WHAT IS REQUIRED:
In full and word for word, copy the records that follow.

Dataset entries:
########
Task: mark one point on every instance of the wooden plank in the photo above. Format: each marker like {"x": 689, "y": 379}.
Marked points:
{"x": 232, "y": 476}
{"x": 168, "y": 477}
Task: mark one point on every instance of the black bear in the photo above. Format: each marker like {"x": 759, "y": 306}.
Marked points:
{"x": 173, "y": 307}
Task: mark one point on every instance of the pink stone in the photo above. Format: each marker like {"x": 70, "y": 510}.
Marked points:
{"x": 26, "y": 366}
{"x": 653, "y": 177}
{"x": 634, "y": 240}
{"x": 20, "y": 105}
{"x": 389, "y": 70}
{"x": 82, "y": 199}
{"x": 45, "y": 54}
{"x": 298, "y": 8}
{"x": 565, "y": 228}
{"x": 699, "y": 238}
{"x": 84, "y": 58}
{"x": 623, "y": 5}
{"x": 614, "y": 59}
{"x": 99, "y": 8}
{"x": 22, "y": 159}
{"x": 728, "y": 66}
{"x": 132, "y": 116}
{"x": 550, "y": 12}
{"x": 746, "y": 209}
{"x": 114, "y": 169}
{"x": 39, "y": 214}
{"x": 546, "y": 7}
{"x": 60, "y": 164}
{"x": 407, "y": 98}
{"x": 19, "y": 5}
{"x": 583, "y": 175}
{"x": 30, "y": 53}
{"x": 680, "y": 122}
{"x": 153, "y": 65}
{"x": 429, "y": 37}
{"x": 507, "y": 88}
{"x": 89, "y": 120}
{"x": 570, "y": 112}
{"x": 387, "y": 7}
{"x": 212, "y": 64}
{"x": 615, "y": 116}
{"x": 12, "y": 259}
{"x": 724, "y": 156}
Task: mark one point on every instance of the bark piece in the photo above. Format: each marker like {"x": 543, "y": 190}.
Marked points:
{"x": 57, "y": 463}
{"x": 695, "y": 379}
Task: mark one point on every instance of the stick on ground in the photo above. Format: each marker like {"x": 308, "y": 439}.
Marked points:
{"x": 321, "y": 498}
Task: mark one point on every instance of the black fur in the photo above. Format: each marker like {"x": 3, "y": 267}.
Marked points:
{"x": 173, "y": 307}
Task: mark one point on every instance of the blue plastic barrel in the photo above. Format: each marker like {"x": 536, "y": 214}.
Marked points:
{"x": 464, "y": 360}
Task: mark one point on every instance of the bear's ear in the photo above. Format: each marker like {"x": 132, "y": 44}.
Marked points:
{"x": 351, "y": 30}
########
RESULT FOR THIS EXERCISE:
Task: mark one point on every instance of the wooden plank in the photo above. Format: each marker like {"x": 689, "y": 379}.
Marked points:
{"x": 232, "y": 476}
{"x": 168, "y": 477}
Task: mark one point on every instance of the black bear in the photo above. Format: each marker like {"x": 759, "y": 306}.
Marked points:
{"x": 173, "y": 307}
Task: mark one point on every instance of the pink stone in the photo above. Format: each marker like {"x": 70, "y": 510}.
Marked points:
{"x": 26, "y": 366}
{"x": 653, "y": 177}
{"x": 634, "y": 240}
{"x": 20, "y": 105}
{"x": 389, "y": 70}
{"x": 82, "y": 199}
{"x": 45, "y": 54}
{"x": 298, "y": 8}
{"x": 565, "y": 228}
{"x": 699, "y": 238}
{"x": 84, "y": 58}
{"x": 623, "y": 5}
{"x": 614, "y": 59}
{"x": 99, "y": 8}
{"x": 22, "y": 159}
{"x": 728, "y": 66}
{"x": 132, "y": 116}
{"x": 550, "y": 12}
{"x": 746, "y": 209}
{"x": 114, "y": 169}
{"x": 39, "y": 214}
{"x": 546, "y": 7}
{"x": 60, "y": 164}
{"x": 407, "y": 98}
{"x": 19, "y": 5}
{"x": 583, "y": 175}
{"x": 30, "y": 53}
{"x": 680, "y": 122}
{"x": 153, "y": 65}
{"x": 429, "y": 37}
{"x": 507, "y": 88}
{"x": 89, "y": 120}
{"x": 570, "y": 112}
{"x": 387, "y": 7}
{"x": 212, "y": 64}
{"x": 615, "y": 116}
{"x": 12, "y": 259}
{"x": 724, "y": 156}
Task: mark one point on every instance of the bark piece in the photo above. Format: each marker like {"x": 543, "y": 190}.
Marked points:
{"x": 57, "y": 463}
{"x": 695, "y": 379}
Task: mark one point on every instance of the stick on ground in the photo above. Format: each marker like {"x": 308, "y": 439}.
Marked points:
{"x": 321, "y": 498}
Task: mark one point on every instance of the black fur in the photo above. Format: each marker like {"x": 3, "y": 267}.
Marked points:
{"x": 173, "y": 307}
Task: mark one point on every instance of the blue plastic barrel in the photo above. Format: each marker like {"x": 536, "y": 214}.
Marked points:
{"x": 464, "y": 360}
Task: mark one point on every instance of the bear's ear in the photo above. Format: each marker like {"x": 132, "y": 44}.
Marked points:
{"x": 351, "y": 30}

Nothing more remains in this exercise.